GOAL OF THE EXERCISE - Every line containing the word "above" is to be copied from the data below.

DATA FOR REVIEW -
● ● ● ● ● ● ●

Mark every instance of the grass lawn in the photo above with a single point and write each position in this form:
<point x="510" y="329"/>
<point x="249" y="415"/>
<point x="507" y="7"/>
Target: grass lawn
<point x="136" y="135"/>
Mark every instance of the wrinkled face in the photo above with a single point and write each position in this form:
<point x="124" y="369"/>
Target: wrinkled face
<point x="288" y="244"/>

● ● ● ● ● ● ●

RESPONSE -
Mark every instance of the grass lawn in the photo above with a single point and write each position in this form:
Mark every instance of the wrinkled face in the photo above with a single point and write each position in this form:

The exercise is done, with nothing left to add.